═════ EXTRACTED INFORMATION ═════

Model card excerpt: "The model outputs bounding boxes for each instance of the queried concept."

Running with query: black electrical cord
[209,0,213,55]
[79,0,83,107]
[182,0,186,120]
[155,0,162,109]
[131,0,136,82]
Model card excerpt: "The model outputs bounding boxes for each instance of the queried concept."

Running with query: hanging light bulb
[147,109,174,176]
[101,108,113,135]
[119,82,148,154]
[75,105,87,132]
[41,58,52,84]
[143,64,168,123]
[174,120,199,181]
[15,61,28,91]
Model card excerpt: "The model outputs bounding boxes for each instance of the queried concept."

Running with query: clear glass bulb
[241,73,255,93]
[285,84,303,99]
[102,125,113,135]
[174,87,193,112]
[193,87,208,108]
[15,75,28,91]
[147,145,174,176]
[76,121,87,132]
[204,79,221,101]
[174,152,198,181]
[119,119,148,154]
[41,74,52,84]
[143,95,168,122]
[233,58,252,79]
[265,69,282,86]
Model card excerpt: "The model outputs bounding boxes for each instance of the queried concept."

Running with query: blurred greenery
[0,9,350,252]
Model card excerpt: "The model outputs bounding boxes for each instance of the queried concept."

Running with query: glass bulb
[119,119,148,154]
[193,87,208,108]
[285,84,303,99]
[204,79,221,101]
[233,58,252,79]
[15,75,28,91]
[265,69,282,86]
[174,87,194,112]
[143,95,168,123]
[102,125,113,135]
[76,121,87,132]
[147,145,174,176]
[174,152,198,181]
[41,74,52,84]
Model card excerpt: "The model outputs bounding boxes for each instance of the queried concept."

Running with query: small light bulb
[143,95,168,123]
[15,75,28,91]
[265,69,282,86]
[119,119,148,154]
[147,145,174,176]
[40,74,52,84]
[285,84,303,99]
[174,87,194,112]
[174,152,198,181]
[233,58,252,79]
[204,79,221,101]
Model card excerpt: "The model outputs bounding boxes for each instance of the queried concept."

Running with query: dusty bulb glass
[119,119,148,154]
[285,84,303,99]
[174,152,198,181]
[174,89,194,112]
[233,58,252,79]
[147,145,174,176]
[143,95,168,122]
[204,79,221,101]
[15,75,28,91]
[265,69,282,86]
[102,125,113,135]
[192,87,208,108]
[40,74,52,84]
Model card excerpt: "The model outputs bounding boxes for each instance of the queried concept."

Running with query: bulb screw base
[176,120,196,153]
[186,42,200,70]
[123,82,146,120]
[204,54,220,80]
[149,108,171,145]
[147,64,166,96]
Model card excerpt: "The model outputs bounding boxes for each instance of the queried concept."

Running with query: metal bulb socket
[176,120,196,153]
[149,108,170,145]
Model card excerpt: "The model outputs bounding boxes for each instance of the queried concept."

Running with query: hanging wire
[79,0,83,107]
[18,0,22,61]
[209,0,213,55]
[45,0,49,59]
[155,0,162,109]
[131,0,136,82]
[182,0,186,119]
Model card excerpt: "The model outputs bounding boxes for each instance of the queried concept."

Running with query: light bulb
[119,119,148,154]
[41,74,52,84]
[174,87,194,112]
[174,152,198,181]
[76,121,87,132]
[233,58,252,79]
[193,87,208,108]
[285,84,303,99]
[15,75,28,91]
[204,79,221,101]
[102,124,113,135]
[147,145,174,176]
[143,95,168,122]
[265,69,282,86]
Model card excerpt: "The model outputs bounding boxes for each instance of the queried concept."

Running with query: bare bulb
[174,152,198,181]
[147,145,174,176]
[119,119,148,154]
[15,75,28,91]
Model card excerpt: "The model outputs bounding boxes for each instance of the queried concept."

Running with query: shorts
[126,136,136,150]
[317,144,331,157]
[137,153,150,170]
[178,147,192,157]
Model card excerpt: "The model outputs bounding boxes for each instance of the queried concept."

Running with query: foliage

═════

*WHAT TO WORK ON:* Count the lines above that contain the word "light" and reply with the number alone.

*REPLY TO THE EXERCISE:* 3